■ PASSAGE SHOWN ■
From 98be9aef9aab76ca8e1ca6c250c565dcdbcb7be0 Mon Sep 17 00:00:00 2001
From: Tong He <hetong007@gmail.com>
Date: Sat, 27 Jan 2018 17:06:28 -0800
Subject: [PATCH] A fix for CRAN submission of version 0.7-0 (#3061)

* modify test_helper.R

* fix noLD

* update desc

* fix solaris test

* fix desc

* improve fix

* fix url
---
 R-package/DESCRIPTION                   |  4 ++--
 R-package/R/xgb.train.R                 |  6 ++---
 R-package/man/xgb.train.Rd              |  2 +-
 R-package/src/init.c                    |  8 +++----
 R-package/tests/testthat/test_basic.R   |  7 +++---
 R-package/tests/testthat/test_helpers.R | 32 +++++++++++++++----------
 6 files changed, 34 insertions(+), 25 deletions(-)

■ GIVEN DATA ■
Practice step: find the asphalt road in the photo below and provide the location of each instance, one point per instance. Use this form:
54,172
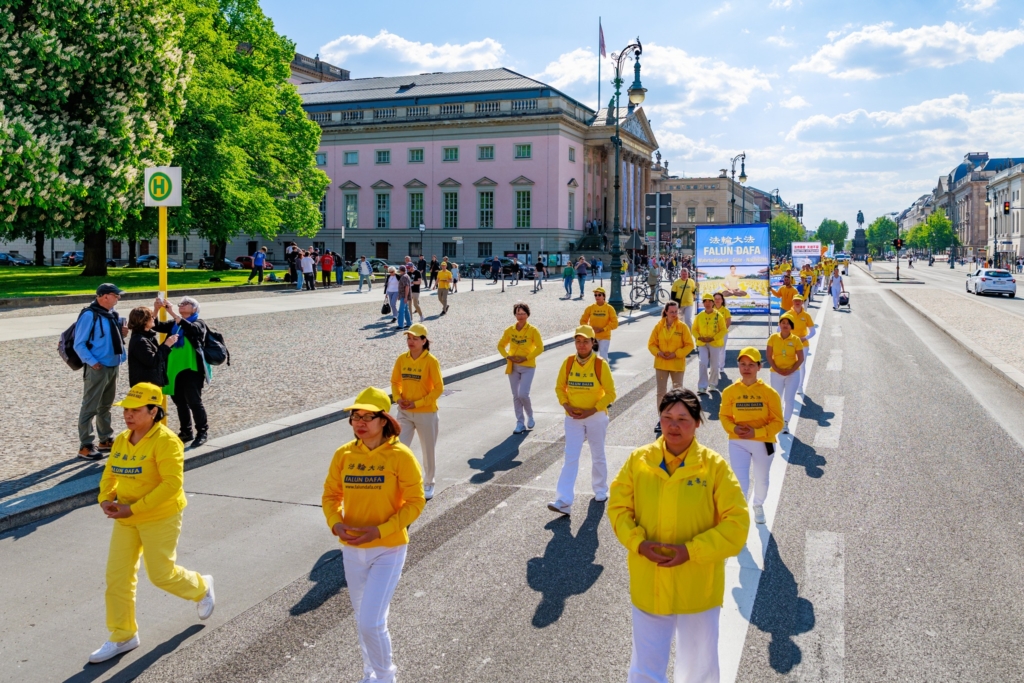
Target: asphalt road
895,540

■ WORK TO DO ■
1) Answer from the patch header:
(a) Who is named as the sender?
(b) Which version's CRAN submission does the fix concern?
(c) How many files were changed?
2) Print the stretch of the patch header from "From 98be9aef9aab76ca8e1ca6c250c565dcdbcb7be0 Mon" through "version 0.7-0 (#3061)".
The material comes from a source unrelated to the patch header.

■ ANSWERS BY TASK ■
1)
(a) Tong He
(b) Version 0.7-0
(c) 6 files

2)
From 98be9aef9aab76ca8e1ca6c250c565dcdbcb7be0 Mon Sep 17 00:00:00 2001
From: Tong He <hetong007@gmail.com>
Date: Sat, 27 Jan 2018 17:06:28 -0800
Subject: [PATCH] A fix for CRAN submission of version 0.7-0 (#3061)